=== Tasks ===
a) Reproduce the passage of the Hyde perfume review starting with "The magic ingredient" and going on through "place of prominence.".
b) In one to three sentences, explain what the Hyde perfume review says changes the scent from tar into leather, and how that happens.
c) Continue the Hyde perfume review, starting after its final sentence.

=== Document excerpt ===
^^^^^^^^

Leather has become such a common luxury fabric I think most forget it is treated cowhide. Perfume has captured that process throughout its history. Leather accords have stood as identifiable signatures of certain perfumers. When I heard the new perfume from Hiram Green was going to be focused on leather, I wondered which direction he would take.
The new perfume is called Hyde. When I saw the name, I was first thinking of Mr. Hyde the alter ego of Dr. Jekyll. Once I received my sample it turns out it was more like a non-existent British spelling of the word “hide”. Mr. Green has made one of the deepest rawest leather accords I have ever experienced.
The magic ingredient here is birch tar. It was one of the key components of the classic “cuir de Russie” leather accord in the early days of modern perfumery. Birch tar as a component of a leather accord always has a hint of the smudge pot to me. Hyde is a celebration of birch tar which Mr. Green allows to take a place of prominence.
Hyde begins with a blink and you miss it flare of citrus. If you’re of the name coming from Mr. Hyde those citrus notes are the last vestiges of Dr. Jekyll. The birch tar is there within seconds of application. It is there in such a concentration that it is like standing downwind of a road crew repaving the road. Pungent semi-medicinal waves of tar radiate off my skin. I don’t recall noticing the medicinal quality of birch tar in the past. In this kind of concentration, it shows new faces. In these moments it is tar and not leather. The transformation to leather happens with cassia flower. That ingredient begins to reach into the bubbling stew of birch tar and start pulling out pieces which refine the tar into leather. This is where Hyde turns the corner for me. The early going of birch tar soliflore pushed at the edge of my tolerance. Once this starts to become a leather accord through the cassia flower, at first, things become more mobile. Cassia provides a green effect as if it is botanically taming the birch tar. As it finally takes hold it becomes a raw untanned style of cowhide. This still retains the intensity. This takes a couple of hours. Over the next twenty-four hours that cowhide becomes more tanned. Oakmoss smooths out the green of the cassia blunting the woodsmoke scent from the birch tar. Labdanum takes it a step towards further refinement. The final ingredient is malted vanilla providing that inherent sweetness of tanned leather.

^^^^^^^^

=== Raw data ===
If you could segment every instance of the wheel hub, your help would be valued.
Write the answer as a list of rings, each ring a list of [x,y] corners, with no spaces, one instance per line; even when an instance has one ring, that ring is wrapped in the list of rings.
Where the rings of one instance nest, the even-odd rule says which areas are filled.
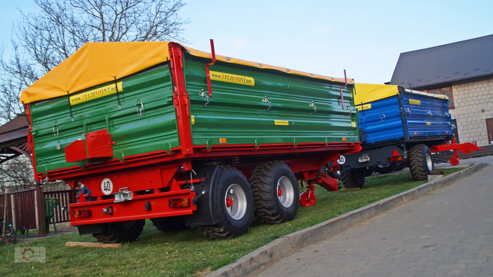
[[[233,184],[226,190],[224,205],[228,214],[235,220],[243,218],[246,212],[246,196],[239,185]]]
[[[233,199],[231,198],[226,199],[226,208],[229,208],[233,206]]]
[[[289,208],[294,201],[294,190],[289,178],[283,176],[279,178],[277,185],[278,199],[283,207]]]

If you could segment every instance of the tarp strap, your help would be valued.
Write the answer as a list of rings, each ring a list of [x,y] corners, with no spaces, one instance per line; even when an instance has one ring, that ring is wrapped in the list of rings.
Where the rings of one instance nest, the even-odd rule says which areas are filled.
[[[168,69],[170,70],[170,78],[171,79],[171,87],[173,88],[173,91],[174,92],[176,90],[175,89],[175,81],[173,80],[173,72],[171,71],[171,61],[168,58],[166,57],[166,62],[168,63]]]
[[[67,99],[69,100],[69,111],[70,112],[70,119],[73,121],[73,116],[72,115],[72,104],[70,103],[70,94],[67,91]]]
[[[116,76],[113,76],[115,77],[115,88],[116,89],[116,100],[118,102],[118,108],[122,108],[122,105],[120,104],[120,94],[118,93],[118,85],[116,83]]]

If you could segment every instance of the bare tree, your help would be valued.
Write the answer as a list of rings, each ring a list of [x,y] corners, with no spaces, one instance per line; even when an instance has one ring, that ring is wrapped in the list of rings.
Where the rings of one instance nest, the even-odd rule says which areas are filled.
[[[20,93],[89,41],[177,40],[189,22],[182,0],[33,0],[14,28],[13,55],[0,66],[0,120],[19,112]]]
[[[33,0],[40,11],[19,11],[11,39],[13,54],[0,59],[0,124],[23,109],[19,100],[23,90],[86,42],[184,41],[183,27],[189,23],[178,16],[182,0]],[[2,182],[31,185],[27,159],[9,162],[0,169]]]

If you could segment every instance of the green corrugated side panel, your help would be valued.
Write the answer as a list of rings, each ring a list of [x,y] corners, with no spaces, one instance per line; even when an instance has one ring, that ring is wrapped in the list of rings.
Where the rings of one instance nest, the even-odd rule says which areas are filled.
[[[209,62],[186,55],[185,72],[191,102],[192,143],[204,145],[211,139],[219,144],[341,142],[359,140],[356,112],[342,109],[341,85],[336,83],[275,70],[256,69],[237,65],[217,63],[210,70],[252,77],[254,86],[211,80],[213,97],[207,107],[205,70]],[[352,85],[343,89],[345,105],[353,107]],[[267,96],[272,107],[262,100]],[[310,106],[314,101],[317,111]],[[275,121],[288,121],[288,125]],[[355,123],[353,124],[352,122]]]
[[[67,97],[31,104],[38,172],[80,165],[79,163],[66,162],[65,147],[77,139],[84,139],[86,133],[105,129],[108,129],[112,141],[116,142],[112,146],[112,158],[179,146],[168,66],[151,68],[121,81],[123,89],[119,93],[121,108],[116,94],[105,96],[72,105],[73,122]],[[103,84],[96,88],[112,84]],[[138,114],[136,107],[136,104],[140,105],[141,100],[145,108],[141,116]],[[58,135],[53,131],[54,126],[56,130],[57,125]],[[60,149],[57,150],[59,144]],[[84,163],[93,161],[85,161]]]

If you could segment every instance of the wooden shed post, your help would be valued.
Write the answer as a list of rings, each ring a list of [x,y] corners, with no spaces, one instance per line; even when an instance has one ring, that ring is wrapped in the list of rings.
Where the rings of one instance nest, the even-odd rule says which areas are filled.
[[[39,180],[36,180],[36,200],[37,202],[37,228],[39,237],[46,237],[46,229],[44,223],[44,201],[43,201],[43,188]]]

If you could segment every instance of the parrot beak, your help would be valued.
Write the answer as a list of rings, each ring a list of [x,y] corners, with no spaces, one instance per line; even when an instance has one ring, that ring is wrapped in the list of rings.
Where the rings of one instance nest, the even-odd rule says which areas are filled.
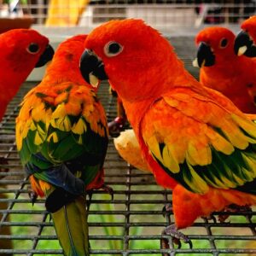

^^^^^^^^

=== Expected results ===
a)
The magic ingredient here is birch tar. It was one of the key components of the classic “cuir de Russie” leather accord in the early days of modern perfumery. Birch tar as a component of a leather accord always has a hint of the smudge pot to me. Hyde is a celebration of birch tar which Mr. Green allows to take a place of prominence.

b) The change comes from cassia flower, which reaches into the birch tar and pulls out pieces that refine the tar into leather. It adds a green effect, as if botanically taming the birch tar, until the scent becomes a raw, untanned style of cowhide.

c)
Hyde has 24-hour plus longevity and above average sillage.
Mr. Green has accomplished all this working with an all-natural palette. His entire collection is refutation of the canard that natural perfumes are weak and fleeting. There is nobody who will encounter Hyde and have either of those adjectives pop into their head. There is also a criticism of natural perfume at being kind of a blurry mush of ingredients. Hyde puts the lie to that, too. This slow-motion evolution of the leather accord is like watching a time-lapse of the processing of a cowhide. That’s what I walked away from after wearing Hyde. A remarkable experience in perfume composition which further confirms Mr. Green as one of the great talents of independent perfumery.
Disclosure: This review is based on a sample provided by Hiram Green.